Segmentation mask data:
────────────────────────────────────────

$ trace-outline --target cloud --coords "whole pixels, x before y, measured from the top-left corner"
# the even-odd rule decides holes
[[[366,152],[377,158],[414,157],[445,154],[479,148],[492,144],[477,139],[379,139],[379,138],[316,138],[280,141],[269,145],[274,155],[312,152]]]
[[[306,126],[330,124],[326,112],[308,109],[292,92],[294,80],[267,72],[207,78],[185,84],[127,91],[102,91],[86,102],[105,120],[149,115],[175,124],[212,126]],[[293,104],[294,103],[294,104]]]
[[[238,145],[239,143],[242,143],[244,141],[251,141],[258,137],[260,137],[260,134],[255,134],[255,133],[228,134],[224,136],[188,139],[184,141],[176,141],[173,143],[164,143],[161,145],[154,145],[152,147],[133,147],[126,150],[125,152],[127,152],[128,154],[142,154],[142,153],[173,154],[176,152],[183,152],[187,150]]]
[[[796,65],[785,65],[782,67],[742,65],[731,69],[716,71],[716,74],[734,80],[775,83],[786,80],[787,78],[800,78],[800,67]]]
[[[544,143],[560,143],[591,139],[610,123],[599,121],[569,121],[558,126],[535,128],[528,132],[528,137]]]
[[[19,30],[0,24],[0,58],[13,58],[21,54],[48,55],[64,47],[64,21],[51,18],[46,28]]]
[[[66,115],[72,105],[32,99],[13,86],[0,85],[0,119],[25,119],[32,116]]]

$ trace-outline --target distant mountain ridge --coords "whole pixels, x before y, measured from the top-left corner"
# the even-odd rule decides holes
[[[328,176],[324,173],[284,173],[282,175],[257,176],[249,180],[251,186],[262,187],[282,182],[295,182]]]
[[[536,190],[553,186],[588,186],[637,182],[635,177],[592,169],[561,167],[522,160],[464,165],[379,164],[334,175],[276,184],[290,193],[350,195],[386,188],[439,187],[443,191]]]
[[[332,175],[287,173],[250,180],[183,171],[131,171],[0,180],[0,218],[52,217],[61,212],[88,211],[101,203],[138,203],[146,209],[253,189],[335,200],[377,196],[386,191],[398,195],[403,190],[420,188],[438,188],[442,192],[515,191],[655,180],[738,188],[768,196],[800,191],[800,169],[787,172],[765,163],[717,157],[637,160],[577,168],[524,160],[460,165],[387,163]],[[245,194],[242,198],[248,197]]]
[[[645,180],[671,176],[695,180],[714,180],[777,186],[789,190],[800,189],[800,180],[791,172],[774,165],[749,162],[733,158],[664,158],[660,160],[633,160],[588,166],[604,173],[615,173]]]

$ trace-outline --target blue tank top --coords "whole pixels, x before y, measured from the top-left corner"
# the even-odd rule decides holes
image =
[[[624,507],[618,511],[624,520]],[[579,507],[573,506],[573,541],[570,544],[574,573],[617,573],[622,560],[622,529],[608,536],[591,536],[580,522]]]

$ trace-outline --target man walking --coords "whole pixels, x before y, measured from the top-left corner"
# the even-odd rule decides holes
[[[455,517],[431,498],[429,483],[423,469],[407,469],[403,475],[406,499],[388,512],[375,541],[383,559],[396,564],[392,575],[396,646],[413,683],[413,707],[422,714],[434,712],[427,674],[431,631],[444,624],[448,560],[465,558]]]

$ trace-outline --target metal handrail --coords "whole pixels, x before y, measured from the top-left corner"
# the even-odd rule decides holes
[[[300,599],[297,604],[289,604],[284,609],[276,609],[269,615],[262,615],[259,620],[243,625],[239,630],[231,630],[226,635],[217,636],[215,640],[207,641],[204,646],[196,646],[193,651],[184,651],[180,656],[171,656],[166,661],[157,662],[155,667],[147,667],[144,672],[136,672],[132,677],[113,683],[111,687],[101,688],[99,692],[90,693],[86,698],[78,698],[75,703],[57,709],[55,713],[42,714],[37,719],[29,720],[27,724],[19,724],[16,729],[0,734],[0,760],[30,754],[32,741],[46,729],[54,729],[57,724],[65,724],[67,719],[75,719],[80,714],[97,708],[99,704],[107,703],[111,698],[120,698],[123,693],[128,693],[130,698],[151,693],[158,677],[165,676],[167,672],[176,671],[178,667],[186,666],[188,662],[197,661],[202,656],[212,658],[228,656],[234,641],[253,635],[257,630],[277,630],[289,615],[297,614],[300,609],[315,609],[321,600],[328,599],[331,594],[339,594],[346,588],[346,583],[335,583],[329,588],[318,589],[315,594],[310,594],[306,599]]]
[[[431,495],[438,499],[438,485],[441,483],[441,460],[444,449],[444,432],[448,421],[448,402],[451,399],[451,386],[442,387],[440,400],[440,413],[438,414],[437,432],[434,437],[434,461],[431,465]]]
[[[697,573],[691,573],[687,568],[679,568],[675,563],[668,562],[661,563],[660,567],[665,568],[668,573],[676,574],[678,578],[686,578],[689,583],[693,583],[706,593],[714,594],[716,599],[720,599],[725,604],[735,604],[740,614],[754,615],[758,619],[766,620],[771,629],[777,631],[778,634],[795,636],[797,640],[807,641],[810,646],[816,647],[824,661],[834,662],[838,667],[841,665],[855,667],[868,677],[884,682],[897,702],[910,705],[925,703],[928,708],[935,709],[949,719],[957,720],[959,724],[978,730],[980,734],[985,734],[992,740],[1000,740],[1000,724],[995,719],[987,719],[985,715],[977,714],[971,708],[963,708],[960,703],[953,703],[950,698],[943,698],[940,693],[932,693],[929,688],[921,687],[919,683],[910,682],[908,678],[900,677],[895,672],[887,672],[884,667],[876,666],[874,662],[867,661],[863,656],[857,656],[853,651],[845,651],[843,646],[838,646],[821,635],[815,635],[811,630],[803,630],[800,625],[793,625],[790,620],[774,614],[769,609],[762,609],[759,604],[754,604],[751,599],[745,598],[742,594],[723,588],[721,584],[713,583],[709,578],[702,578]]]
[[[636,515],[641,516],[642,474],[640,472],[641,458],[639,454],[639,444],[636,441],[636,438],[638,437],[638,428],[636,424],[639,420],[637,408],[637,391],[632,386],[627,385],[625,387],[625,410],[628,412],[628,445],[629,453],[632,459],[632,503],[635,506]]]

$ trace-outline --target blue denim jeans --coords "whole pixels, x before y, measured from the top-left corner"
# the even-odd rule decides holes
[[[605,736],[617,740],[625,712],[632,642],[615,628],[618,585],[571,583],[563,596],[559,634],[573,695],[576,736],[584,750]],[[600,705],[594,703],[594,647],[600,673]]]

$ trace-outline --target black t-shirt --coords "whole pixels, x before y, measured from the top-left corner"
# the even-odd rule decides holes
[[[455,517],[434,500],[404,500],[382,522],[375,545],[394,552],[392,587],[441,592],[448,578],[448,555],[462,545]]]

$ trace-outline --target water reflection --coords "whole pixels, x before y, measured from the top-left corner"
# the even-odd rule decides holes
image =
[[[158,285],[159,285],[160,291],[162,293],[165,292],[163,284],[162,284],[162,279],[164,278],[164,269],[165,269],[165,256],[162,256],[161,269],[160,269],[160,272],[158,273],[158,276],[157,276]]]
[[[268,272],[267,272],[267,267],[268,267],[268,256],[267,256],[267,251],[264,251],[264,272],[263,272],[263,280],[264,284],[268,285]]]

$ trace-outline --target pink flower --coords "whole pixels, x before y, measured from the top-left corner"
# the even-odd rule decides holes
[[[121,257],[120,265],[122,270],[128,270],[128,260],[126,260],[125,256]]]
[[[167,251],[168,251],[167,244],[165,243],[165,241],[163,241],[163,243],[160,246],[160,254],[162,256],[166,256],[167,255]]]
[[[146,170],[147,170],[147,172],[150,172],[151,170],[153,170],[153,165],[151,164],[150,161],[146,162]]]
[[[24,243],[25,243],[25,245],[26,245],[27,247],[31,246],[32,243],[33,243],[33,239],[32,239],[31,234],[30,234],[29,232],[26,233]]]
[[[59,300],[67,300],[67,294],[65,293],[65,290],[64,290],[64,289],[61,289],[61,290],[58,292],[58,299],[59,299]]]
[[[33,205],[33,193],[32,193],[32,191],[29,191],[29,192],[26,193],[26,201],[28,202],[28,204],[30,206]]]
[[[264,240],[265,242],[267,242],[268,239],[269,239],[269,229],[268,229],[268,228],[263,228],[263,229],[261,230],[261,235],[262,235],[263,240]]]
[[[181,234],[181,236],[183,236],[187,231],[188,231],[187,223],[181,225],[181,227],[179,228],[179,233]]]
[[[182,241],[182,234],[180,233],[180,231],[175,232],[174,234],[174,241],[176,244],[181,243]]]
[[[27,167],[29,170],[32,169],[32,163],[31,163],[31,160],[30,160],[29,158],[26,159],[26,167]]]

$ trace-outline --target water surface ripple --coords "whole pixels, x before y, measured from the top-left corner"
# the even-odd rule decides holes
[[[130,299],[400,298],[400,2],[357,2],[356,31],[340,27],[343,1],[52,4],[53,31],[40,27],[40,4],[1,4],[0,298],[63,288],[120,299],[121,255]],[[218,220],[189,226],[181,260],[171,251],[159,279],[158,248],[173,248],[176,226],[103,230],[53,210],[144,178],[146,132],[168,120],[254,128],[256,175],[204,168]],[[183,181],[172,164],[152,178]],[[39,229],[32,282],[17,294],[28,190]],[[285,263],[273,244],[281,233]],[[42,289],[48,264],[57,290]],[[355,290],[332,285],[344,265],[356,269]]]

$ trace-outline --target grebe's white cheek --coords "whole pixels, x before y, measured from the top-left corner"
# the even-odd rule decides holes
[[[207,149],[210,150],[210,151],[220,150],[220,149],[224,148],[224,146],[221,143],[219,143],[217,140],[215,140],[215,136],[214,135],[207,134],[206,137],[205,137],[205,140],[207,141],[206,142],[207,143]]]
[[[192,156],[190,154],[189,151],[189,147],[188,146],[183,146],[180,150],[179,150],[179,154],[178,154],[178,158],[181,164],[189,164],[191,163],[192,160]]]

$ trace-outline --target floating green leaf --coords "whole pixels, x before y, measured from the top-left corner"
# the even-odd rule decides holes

────────────────────────────────────────

● **Work instructions**
From the very first line of the records down to the line with "trace-outline --target distant", please write out each line exactly, including both ends and no other lines.

● **Response to this task**
$ trace-outline --target cloud --coords "whole pixels, x before y, measured from the top-left corner"
# the even-odd rule decides holes
[[[366,152],[377,158],[414,157],[445,154],[479,148],[492,144],[477,139],[379,139],[379,138],[316,138],[280,141],[269,145],[274,155],[312,152]]]
[[[306,126],[330,124],[326,112],[308,109],[292,92],[294,80],[267,72],[207,78],[185,84],[127,91],[102,91],[86,102],[105,120],[149,115],[175,124],[212,126]],[[293,104],[294,103],[294,104]]]
[[[238,145],[239,143],[242,143],[244,141],[251,141],[258,137],[260,137],[260,134],[255,134],[255,133],[228,134],[224,136],[188,139],[184,141],[176,141],[173,143],[164,143],[161,145],[154,145],[152,147],[133,147],[126,150],[125,152],[127,152],[128,154],[142,154],[142,153],[173,154],[176,152],[183,152],[187,150]]]
[[[796,65],[785,65],[782,67],[742,65],[731,69],[716,71],[716,74],[734,80],[775,83],[786,80],[787,78],[800,78],[800,67]]]
[[[544,143],[560,143],[591,139],[610,123],[599,121],[569,121],[558,126],[535,128],[528,132],[528,137]]]
[[[19,30],[0,24],[0,58],[13,58],[21,54],[48,55],[64,47],[64,21],[51,18],[46,28]]]
[[[66,115],[72,105],[32,99],[13,86],[0,85],[0,119],[25,119],[32,116]]]

$ trace-outline --target distant mountain ridge --coords "whole pixels, x before y, measured from the top-left corner"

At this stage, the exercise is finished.